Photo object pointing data
========

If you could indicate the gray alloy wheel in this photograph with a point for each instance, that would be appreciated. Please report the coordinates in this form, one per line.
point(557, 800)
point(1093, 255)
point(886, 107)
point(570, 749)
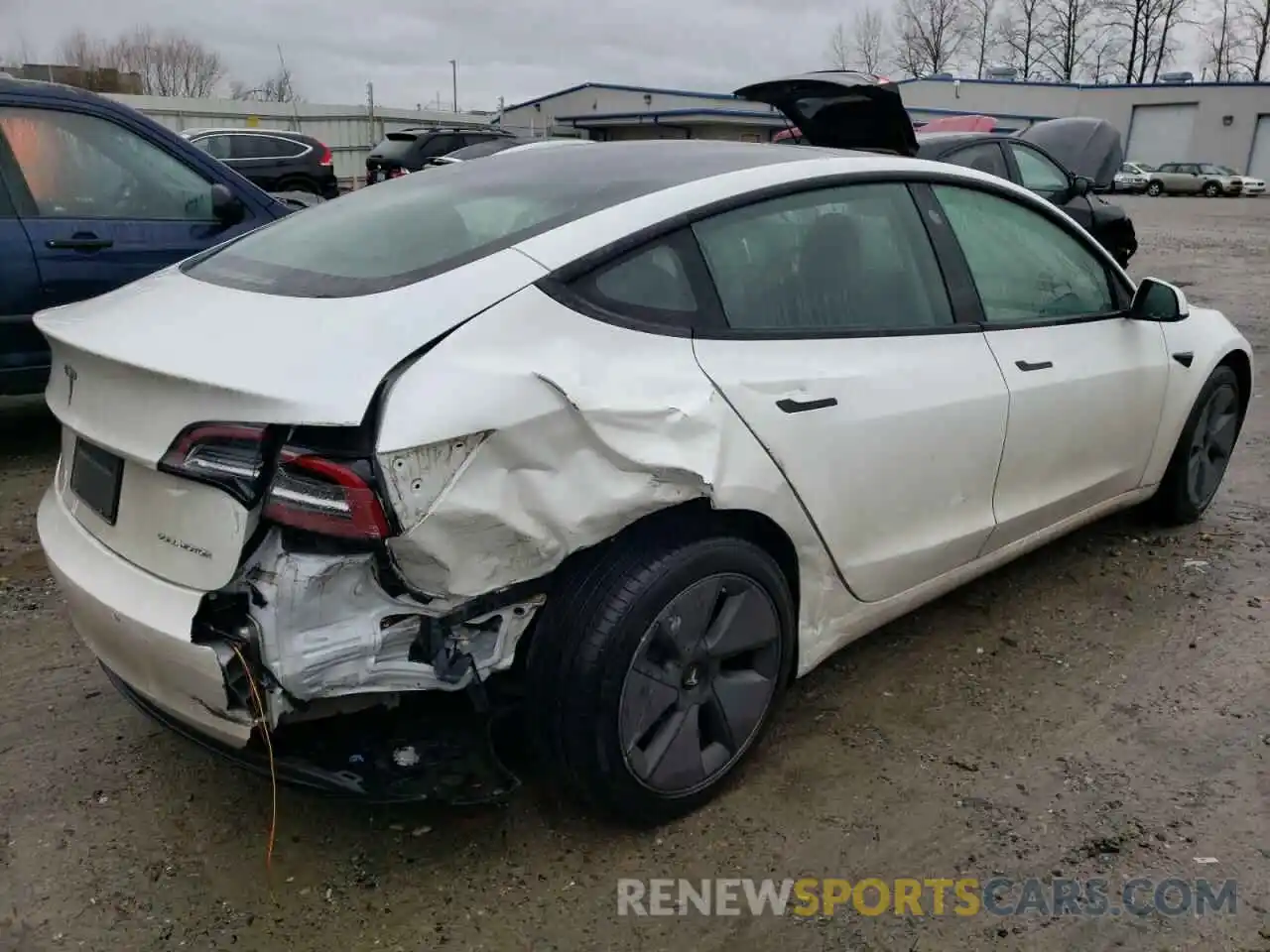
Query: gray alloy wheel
point(1211, 444)
point(699, 685)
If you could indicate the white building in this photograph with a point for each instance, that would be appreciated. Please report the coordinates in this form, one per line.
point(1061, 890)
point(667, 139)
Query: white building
point(1227, 123)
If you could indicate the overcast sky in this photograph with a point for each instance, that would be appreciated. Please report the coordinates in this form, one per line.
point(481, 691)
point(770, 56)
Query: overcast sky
point(515, 49)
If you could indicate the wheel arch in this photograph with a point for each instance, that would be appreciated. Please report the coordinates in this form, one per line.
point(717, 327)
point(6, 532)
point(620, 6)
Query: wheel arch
point(1241, 363)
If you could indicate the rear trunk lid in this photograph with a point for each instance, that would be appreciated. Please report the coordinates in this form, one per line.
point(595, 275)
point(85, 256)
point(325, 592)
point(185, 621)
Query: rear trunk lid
point(393, 157)
point(132, 370)
point(839, 109)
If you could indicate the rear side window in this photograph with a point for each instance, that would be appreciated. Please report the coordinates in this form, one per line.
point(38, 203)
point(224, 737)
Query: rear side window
point(444, 144)
point(216, 146)
point(651, 280)
point(418, 226)
point(837, 261)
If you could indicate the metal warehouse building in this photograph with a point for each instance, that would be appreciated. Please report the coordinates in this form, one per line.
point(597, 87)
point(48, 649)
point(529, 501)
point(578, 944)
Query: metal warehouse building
point(1227, 123)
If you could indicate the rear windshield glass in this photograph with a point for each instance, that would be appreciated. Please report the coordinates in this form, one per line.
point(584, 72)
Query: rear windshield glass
point(417, 226)
point(397, 145)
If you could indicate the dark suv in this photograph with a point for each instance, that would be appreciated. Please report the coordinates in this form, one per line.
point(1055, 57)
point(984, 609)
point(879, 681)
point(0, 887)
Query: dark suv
point(409, 150)
point(94, 194)
point(273, 159)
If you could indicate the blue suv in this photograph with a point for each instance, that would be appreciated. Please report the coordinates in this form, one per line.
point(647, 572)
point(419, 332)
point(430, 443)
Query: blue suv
point(94, 194)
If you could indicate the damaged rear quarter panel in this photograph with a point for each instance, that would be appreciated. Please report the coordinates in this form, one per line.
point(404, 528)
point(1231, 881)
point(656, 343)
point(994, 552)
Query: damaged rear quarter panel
point(534, 431)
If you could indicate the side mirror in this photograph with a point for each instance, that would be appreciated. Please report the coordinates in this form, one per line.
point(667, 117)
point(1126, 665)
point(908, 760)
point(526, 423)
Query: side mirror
point(227, 207)
point(1159, 301)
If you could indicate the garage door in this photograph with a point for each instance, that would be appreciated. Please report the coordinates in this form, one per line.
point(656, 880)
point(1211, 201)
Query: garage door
point(1259, 163)
point(1162, 134)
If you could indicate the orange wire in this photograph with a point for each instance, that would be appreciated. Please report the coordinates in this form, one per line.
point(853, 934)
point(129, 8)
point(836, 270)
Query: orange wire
point(268, 747)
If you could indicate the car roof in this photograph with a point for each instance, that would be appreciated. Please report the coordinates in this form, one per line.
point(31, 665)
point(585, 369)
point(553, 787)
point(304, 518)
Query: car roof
point(44, 89)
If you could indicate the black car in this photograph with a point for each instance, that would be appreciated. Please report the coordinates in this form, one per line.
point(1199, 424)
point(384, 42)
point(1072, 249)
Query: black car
point(411, 150)
point(276, 160)
point(1064, 160)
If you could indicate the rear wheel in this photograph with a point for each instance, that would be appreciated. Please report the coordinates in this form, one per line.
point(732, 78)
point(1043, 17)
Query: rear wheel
point(1203, 451)
point(307, 185)
point(654, 670)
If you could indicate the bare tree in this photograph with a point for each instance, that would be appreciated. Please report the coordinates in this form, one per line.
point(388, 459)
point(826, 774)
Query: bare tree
point(929, 35)
point(169, 63)
point(277, 87)
point(1173, 14)
point(1222, 41)
point(1023, 28)
point(1151, 30)
point(869, 39)
point(1067, 42)
point(982, 30)
point(1256, 23)
point(838, 59)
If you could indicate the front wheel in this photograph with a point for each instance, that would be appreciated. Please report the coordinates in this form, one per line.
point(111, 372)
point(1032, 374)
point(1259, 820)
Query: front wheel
point(1203, 451)
point(653, 673)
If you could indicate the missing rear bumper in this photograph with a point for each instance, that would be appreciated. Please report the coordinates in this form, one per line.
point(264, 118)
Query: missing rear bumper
point(404, 756)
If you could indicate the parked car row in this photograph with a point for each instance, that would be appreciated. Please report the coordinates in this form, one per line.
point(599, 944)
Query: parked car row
point(1187, 179)
point(276, 160)
point(93, 195)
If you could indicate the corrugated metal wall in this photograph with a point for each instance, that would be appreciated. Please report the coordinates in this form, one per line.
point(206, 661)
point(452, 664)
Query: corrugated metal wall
point(349, 131)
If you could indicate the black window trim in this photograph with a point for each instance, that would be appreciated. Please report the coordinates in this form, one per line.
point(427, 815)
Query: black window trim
point(1016, 175)
point(305, 148)
point(1120, 296)
point(26, 200)
point(947, 157)
point(710, 322)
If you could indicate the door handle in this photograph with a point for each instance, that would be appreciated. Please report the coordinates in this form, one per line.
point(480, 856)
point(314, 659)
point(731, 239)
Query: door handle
point(80, 243)
point(802, 407)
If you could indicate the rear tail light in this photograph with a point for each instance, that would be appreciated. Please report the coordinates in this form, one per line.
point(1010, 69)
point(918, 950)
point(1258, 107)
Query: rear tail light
point(223, 454)
point(325, 497)
point(308, 490)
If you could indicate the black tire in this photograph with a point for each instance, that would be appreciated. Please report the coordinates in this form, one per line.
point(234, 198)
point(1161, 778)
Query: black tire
point(594, 642)
point(302, 184)
point(1182, 498)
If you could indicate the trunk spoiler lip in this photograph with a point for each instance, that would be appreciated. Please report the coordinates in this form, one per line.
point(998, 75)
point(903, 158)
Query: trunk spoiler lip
point(839, 109)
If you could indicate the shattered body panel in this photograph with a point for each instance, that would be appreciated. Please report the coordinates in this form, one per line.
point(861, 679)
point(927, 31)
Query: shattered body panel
point(548, 445)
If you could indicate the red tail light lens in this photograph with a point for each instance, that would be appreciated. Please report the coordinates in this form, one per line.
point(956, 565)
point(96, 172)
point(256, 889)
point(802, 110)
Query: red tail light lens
point(326, 497)
point(223, 454)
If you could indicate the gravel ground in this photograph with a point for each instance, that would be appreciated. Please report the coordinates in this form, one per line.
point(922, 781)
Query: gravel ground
point(1100, 708)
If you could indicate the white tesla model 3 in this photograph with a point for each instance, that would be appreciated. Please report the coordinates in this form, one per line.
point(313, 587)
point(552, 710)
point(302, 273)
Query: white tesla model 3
point(648, 429)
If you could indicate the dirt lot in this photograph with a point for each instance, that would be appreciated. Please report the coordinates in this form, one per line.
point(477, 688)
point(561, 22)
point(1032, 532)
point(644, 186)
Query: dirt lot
point(1101, 708)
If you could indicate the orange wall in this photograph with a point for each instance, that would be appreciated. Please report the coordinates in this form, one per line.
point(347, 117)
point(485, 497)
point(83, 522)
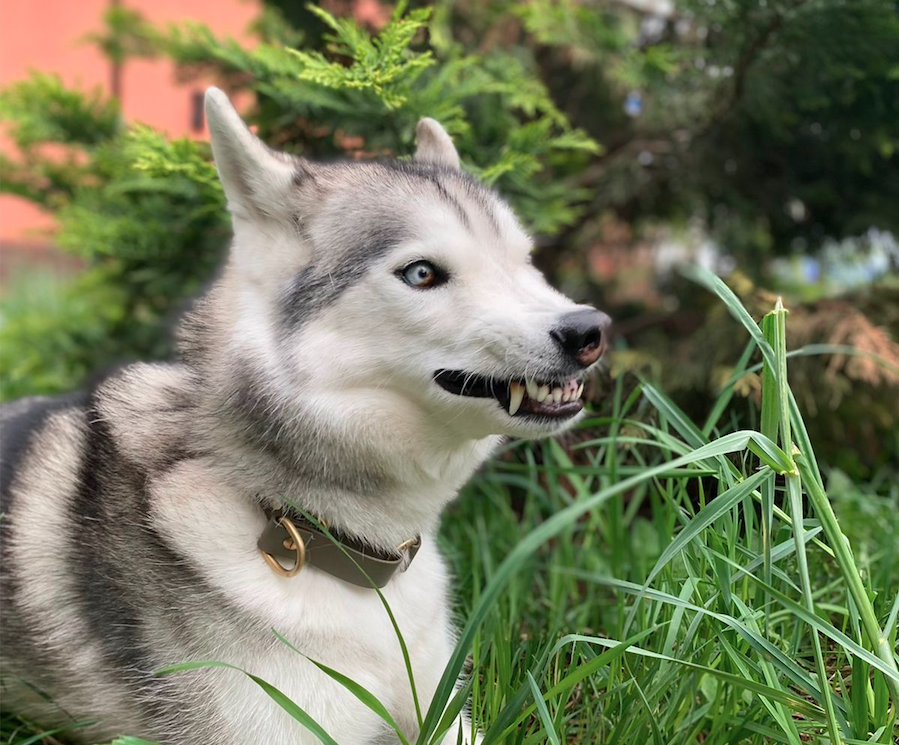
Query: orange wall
point(45, 35)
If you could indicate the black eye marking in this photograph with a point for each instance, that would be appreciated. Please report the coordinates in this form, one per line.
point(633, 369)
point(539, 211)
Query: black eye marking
point(422, 275)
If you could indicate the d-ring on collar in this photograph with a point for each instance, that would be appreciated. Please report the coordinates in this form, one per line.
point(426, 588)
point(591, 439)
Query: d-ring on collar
point(290, 536)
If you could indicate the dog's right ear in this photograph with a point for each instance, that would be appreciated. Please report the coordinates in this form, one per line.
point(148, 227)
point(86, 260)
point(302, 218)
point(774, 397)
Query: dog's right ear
point(257, 180)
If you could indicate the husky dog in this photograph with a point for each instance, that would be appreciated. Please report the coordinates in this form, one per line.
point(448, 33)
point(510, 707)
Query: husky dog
point(377, 330)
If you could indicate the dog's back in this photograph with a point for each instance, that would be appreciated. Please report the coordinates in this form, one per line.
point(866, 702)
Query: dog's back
point(86, 578)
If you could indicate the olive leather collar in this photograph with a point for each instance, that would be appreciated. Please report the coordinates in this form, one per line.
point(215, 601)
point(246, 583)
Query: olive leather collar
point(318, 550)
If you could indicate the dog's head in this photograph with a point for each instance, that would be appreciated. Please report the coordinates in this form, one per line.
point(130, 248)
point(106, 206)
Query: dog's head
point(403, 284)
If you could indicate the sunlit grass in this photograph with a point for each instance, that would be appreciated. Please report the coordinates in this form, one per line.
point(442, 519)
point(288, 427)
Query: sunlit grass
point(654, 580)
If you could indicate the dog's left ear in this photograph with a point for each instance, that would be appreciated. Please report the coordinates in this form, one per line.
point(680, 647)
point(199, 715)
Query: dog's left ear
point(257, 181)
point(435, 145)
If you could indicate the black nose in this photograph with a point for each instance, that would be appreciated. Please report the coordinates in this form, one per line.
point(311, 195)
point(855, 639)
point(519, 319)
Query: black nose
point(582, 335)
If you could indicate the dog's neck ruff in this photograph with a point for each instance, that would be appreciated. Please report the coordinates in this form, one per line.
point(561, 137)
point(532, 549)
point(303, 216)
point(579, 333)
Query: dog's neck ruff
point(290, 536)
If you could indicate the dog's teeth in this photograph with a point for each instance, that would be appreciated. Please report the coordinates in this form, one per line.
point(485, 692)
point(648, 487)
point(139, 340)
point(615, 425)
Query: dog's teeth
point(516, 394)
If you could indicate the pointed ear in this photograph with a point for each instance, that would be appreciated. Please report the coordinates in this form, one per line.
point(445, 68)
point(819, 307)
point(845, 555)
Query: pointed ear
point(435, 145)
point(257, 180)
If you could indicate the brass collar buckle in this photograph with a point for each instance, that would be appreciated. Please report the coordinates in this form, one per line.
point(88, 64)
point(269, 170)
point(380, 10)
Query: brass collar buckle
point(294, 543)
point(297, 542)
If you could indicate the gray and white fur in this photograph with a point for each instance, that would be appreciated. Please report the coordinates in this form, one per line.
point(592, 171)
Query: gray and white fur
point(131, 511)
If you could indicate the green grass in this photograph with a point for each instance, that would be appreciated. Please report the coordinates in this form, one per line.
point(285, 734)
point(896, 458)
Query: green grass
point(654, 580)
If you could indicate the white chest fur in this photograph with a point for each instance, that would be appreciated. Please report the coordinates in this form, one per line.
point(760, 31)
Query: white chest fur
point(339, 625)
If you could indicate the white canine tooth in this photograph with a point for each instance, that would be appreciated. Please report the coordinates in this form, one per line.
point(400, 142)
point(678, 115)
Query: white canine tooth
point(516, 394)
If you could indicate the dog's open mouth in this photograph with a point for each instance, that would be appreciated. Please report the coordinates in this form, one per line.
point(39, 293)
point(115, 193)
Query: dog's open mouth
point(521, 398)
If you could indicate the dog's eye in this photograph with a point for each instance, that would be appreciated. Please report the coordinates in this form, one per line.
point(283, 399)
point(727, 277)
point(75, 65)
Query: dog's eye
point(422, 275)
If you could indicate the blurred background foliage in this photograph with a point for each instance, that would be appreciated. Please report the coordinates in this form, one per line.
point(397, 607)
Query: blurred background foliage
point(760, 138)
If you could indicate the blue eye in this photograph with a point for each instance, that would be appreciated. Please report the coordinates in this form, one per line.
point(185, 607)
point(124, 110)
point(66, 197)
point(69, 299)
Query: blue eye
point(422, 275)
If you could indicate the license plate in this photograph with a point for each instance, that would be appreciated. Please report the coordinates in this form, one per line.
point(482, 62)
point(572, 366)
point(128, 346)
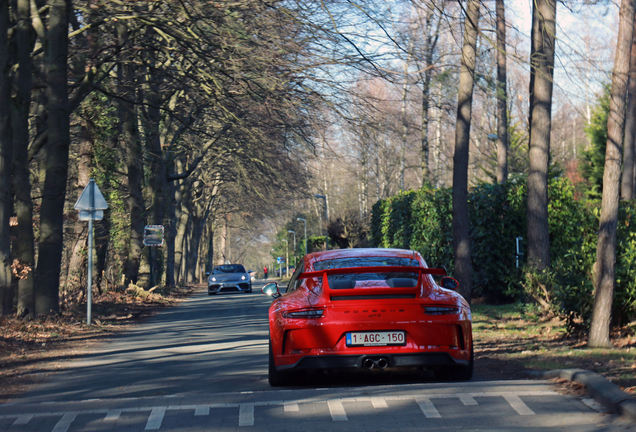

========

__Exercise__. Pull out every line of the data above that contains the string "neck", matching case exactly.

__Exercise solution__.
If you could indicate the dog's neck ruff in this photograph with a point for each instance, that would be appreciated. Please report the coordinates in this form, one per line.
Query: dog's neck ruff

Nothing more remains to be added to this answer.